▸ **REQUIREMENT**:
Those lines of the following listing which contain the string "baseball" should be returned.

▸ **EXTRACTED RECORDS**:
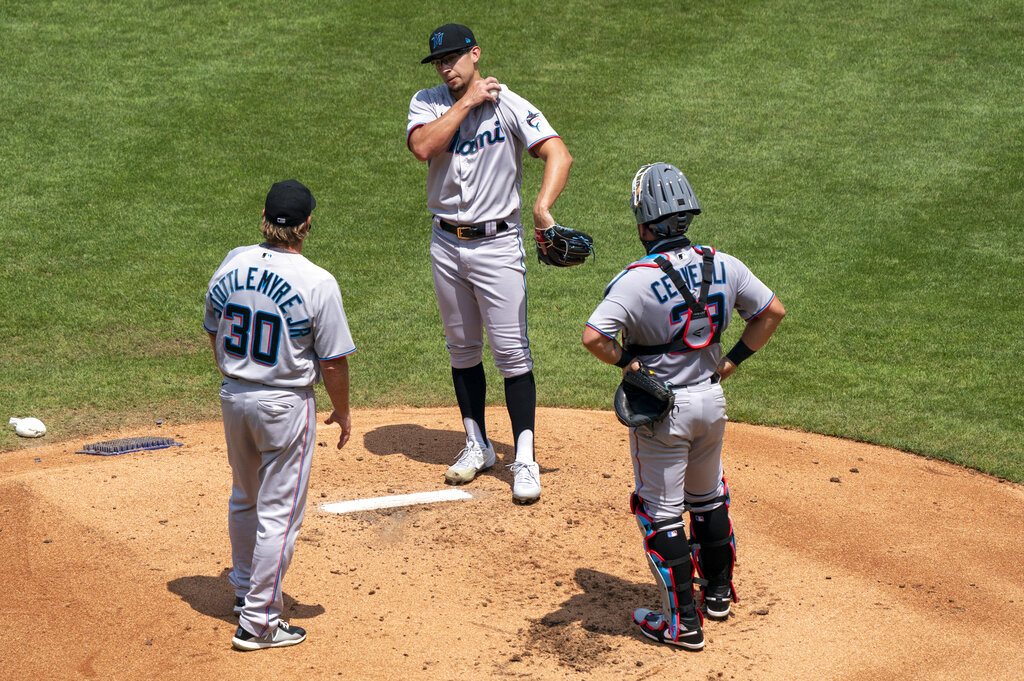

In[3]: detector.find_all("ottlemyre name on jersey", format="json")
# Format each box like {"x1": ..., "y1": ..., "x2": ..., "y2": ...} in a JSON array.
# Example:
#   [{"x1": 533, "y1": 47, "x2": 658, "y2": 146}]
[
  {"x1": 447, "y1": 118, "x2": 506, "y2": 156},
  {"x1": 209, "y1": 267, "x2": 303, "y2": 316}
]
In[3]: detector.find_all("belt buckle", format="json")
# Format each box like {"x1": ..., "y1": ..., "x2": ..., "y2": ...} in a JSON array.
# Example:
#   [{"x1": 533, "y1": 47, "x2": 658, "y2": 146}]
[{"x1": 456, "y1": 225, "x2": 474, "y2": 239}]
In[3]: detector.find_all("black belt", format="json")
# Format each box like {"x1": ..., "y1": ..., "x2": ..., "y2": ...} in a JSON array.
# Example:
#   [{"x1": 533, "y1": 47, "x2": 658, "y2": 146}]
[
  {"x1": 439, "y1": 219, "x2": 510, "y2": 240},
  {"x1": 675, "y1": 374, "x2": 722, "y2": 389}
]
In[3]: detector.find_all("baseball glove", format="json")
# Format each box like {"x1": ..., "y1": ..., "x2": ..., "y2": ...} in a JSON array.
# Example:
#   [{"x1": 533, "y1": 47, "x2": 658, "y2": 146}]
[
  {"x1": 614, "y1": 367, "x2": 675, "y2": 428},
  {"x1": 536, "y1": 224, "x2": 595, "y2": 267}
]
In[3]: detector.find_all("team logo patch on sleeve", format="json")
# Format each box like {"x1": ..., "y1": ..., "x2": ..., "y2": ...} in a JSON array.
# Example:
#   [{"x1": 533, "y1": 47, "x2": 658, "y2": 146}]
[{"x1": 526, "y1": 111, "x2": 541, "y2": 129}]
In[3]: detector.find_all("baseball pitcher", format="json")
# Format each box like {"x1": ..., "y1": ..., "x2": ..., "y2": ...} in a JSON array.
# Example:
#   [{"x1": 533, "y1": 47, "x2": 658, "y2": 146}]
[{"x1": 407, "y1": 23, "x2": 574, "y2": 504}]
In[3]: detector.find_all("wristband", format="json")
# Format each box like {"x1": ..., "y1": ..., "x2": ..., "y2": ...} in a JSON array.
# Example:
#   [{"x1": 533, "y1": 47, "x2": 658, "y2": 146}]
[
  {"x1": 725, "y1": 339, "x2": 755, "y2": 366},
  {"x1": 614, "y1": 349, "x2": 636, "y2": 368}
]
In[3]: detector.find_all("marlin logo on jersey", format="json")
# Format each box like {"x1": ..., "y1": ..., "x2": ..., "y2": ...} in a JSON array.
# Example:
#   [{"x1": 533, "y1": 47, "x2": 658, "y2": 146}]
[
  {"x1": 447, "y1": 118, "x2": 507, "y2": 156},
  {"x1": 431, "y1": 31, "x2": 444, "y2": 48},
  {"x1": 525, "y1": 111, "x2": 541, "y2": 129}
]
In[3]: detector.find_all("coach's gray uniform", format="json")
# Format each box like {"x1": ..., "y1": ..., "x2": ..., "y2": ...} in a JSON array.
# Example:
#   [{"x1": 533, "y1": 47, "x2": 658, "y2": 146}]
[
  {"x1": 586, "y1": 245, "x2": 775, "y2": 521},
  {"x1": 204, "y1": 244, "x2": 355, "y2": 638},
  {"x1": 407, "y1": 83, "x2": 559, "y2": 376}
]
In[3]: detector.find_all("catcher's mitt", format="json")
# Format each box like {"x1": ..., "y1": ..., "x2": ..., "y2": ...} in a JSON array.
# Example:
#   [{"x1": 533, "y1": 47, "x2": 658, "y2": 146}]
[
  {"x1": 536, "y1": 224, "x2": 595, "y2": 267},
  {"x1": 614, "y1": 367, "x2": 675, "y2": 428}
]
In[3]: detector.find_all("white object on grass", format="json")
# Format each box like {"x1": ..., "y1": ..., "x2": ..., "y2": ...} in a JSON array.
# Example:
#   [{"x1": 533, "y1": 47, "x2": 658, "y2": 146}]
[{"x1": 9, "y1": 417, "x2": 46, "y2": 438}]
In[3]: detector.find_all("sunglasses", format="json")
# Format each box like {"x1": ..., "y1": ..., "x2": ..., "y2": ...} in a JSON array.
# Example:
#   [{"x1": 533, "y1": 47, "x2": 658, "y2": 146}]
[{"x1": 431, "y1": 48, "x2": 470, "y2": 67}]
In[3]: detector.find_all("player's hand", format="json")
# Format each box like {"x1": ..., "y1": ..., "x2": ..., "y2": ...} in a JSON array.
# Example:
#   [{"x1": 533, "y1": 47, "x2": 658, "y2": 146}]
[
  {"x1": 533, "y1": 203, "x2": 557, "y2": 255},
  {"x1": 324, "y1": 410, "x2": 352, "y2": 449},
  {"x1": 621, "y1": 358, "x2": 642, "y2": 376},
  {"x1": 465, "y1": 76, "x2": 500, "y2": 108},
  {"x1": 533, "y1": 204, "x2": 556, "y2": 233},
  {"x1": 534, "y1": 227, "x2": 549, "y2": 254},
  {"x1": 715, "y1": 358, "x2": 737, "y2": 382}
]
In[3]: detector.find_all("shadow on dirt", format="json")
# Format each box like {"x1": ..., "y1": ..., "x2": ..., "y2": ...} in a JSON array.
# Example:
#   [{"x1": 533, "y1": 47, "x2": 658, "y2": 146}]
[
  {"x1": 167, "y1": 568, "x2": 326, "y2": 621},
  {"x1": 363, "y1": 423, "x2": 557, "y2": 477},
  {"x1": 527, "y1": 567, "x2": 655, "y2": 670}
]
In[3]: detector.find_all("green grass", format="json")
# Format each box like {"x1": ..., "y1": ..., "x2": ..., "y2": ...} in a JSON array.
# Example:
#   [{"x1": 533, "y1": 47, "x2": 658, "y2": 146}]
[{"x1": 1, "y1": 0, "x2": 1021, "y2": 481}]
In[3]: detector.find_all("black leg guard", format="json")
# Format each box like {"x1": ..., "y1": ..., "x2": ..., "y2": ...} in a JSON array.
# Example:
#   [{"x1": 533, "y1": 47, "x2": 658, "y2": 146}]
[
  {"x1": 452, "y1": 364, "x2": 487, "y2": 443},
  {"x1": 688, "y1": 479, "x2": 737, "y2": 617},
  {"x1": 503, "y1": 371, "x2": 536, "y2": 449},
  {"x1": 630, "y1": 493, "x2": 703, "y2": 647}
]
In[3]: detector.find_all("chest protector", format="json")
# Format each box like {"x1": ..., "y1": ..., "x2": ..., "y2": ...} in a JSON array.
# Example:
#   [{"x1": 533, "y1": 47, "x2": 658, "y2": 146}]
[{"x1": 628, "y1": 248, "x2": 720, "y2": 355}]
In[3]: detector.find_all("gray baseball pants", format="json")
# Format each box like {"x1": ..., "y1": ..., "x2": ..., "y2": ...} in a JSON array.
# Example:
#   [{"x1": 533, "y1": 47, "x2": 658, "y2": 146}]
[
  {"x1": 219, "y1": 377, "x2": 316, "y2": 637},
  {"x1": 631, "y1": 379, "x2": 728, "y2": 524}
]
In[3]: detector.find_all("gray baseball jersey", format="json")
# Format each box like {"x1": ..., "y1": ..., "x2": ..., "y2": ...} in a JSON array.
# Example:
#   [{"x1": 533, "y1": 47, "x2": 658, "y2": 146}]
[
  {"x1": 204, "y1": 244, "x2": 355, "y2": 386},
  {"x1": 407, "y1": 83, "x2": 559, "y2": 223},
  {"x1": 587, "y1": 244, "x2": 775, "y2": 520},
  {"x1": 587, "y1": 246, "x2": 775, "y2": 387},
  {"x1": 407, "y1": 83, "x2": 559, "y2": 378},
  {"x1": 203, "y1": 242, "x2": 355, "y2": 638}
]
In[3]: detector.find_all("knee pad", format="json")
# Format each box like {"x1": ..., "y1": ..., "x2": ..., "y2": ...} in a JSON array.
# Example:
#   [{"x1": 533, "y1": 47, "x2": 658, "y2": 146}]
[
  {"x1": 687, "y1": 478, "x2": 737, "y2": 605},
  {"x1": 631, "y1": 493, "x2": 696, "y2": 620}
]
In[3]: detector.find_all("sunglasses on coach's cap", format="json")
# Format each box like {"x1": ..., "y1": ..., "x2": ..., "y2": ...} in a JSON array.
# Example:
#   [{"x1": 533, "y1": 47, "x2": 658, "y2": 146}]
[
  {"x1": 420, "y1": 23, "x2": 476, "y2": 64},
  {"x1": 265, "y1": 179, "x2": 316, "y2": 227}
]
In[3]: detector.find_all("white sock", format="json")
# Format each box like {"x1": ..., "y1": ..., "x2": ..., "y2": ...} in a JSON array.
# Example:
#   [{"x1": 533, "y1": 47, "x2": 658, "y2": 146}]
[
  {"x1": 515, "y1": 430, "x2": 535, "y2": 463},
  {"x1": 463, "y1": 418, "x2": 488, "y2": 448}
]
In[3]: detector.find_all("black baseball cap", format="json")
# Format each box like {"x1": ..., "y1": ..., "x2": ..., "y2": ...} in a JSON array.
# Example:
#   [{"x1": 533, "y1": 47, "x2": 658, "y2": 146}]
[
  {"x1": 265, "y1": 179, "x2": 316, "y2": 227},
  {"x1": 421, "y1": 24, "x2": 476, "y2": 64}
]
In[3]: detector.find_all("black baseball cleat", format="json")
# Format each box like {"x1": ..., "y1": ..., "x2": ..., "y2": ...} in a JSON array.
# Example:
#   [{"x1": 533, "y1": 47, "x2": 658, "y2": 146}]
[
  {"x1": 632, "y1": 607, "x2": 705, "y2": 650},
  {"x1": 233, "y1": 597, "x2": 244, "y2": 616},
  {"x1": 703, "y1": 583, "x2": 734, "y2": 620},
  {"x1": 232, "y1": 621, "x2": 306, "y2": 651}
]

▸ **WRITTEN RESPONSE**:
In[3]: detector.find_all("baseball glove", format="json")
In[3]: detector.find_all("baseball pitcher", format="json")
In[3]: detector.find_all("gray baseball pants", format="json")
In[3]: detector.find_all("gray baseball jersey", format="json")
In[3]: detector.find_all("black baseball cap", format="json")
In[3]: detector.find_all("black baseball cleat", format="json")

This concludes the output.